* [Work to be completed]:
Please find every line in the records below that contains the word "industrial", and copy each of those lines in full.

* [Record list]:
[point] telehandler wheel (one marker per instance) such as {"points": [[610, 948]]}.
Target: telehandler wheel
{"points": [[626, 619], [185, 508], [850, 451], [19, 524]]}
---
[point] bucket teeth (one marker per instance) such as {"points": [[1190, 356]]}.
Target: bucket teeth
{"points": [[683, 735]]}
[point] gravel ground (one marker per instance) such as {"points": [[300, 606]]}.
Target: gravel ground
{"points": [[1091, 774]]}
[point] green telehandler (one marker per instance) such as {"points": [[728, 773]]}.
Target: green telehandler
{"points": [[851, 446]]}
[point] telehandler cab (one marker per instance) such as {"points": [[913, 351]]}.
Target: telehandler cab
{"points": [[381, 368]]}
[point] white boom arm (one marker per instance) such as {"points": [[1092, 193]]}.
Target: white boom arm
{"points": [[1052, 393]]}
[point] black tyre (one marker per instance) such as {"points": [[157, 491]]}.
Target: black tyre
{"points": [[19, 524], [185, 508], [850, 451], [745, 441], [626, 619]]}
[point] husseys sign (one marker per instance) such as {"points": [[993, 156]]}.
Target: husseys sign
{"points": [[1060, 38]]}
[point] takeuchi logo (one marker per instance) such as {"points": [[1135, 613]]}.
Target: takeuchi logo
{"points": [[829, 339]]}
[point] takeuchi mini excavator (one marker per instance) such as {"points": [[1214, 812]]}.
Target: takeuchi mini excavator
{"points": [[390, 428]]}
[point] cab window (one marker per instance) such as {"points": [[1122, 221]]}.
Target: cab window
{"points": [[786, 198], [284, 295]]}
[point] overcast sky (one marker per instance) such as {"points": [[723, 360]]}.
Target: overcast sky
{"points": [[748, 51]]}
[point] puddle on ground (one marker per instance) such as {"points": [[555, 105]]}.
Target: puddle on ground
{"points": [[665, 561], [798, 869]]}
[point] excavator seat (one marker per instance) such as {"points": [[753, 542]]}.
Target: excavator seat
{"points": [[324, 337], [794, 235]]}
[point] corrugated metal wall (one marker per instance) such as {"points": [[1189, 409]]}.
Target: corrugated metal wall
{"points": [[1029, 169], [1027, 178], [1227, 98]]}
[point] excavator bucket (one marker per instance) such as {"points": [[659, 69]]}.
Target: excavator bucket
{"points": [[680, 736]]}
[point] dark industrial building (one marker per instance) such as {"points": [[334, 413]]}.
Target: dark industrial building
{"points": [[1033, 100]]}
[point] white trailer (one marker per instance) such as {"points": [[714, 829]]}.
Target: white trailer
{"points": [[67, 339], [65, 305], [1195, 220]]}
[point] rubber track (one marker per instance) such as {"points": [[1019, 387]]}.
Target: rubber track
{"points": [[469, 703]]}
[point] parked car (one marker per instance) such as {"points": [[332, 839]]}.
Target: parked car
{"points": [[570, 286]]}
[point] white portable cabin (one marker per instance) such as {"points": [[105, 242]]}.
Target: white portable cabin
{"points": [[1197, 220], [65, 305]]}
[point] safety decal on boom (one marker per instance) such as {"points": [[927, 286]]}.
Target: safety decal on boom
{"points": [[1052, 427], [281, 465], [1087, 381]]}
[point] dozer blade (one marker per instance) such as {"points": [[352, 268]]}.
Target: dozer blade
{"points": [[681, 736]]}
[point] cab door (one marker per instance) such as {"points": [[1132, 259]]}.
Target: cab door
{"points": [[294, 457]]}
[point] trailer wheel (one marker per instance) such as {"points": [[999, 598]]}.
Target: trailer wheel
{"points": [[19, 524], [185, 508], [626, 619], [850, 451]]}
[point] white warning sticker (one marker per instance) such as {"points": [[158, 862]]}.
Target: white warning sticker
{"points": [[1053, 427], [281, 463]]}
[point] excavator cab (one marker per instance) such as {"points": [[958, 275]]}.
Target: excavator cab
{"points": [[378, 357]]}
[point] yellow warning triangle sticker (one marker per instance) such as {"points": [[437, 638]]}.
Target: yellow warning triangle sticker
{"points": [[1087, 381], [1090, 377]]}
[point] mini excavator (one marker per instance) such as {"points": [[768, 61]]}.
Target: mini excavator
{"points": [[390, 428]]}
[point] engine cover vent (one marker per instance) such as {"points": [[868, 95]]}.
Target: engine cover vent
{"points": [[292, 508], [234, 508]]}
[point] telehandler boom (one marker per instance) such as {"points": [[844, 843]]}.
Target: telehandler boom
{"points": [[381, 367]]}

* [The response]:
[point] dark industrial building (one marker per instance) such as {"points": [[334, 413]]}.
Target: dark industrial building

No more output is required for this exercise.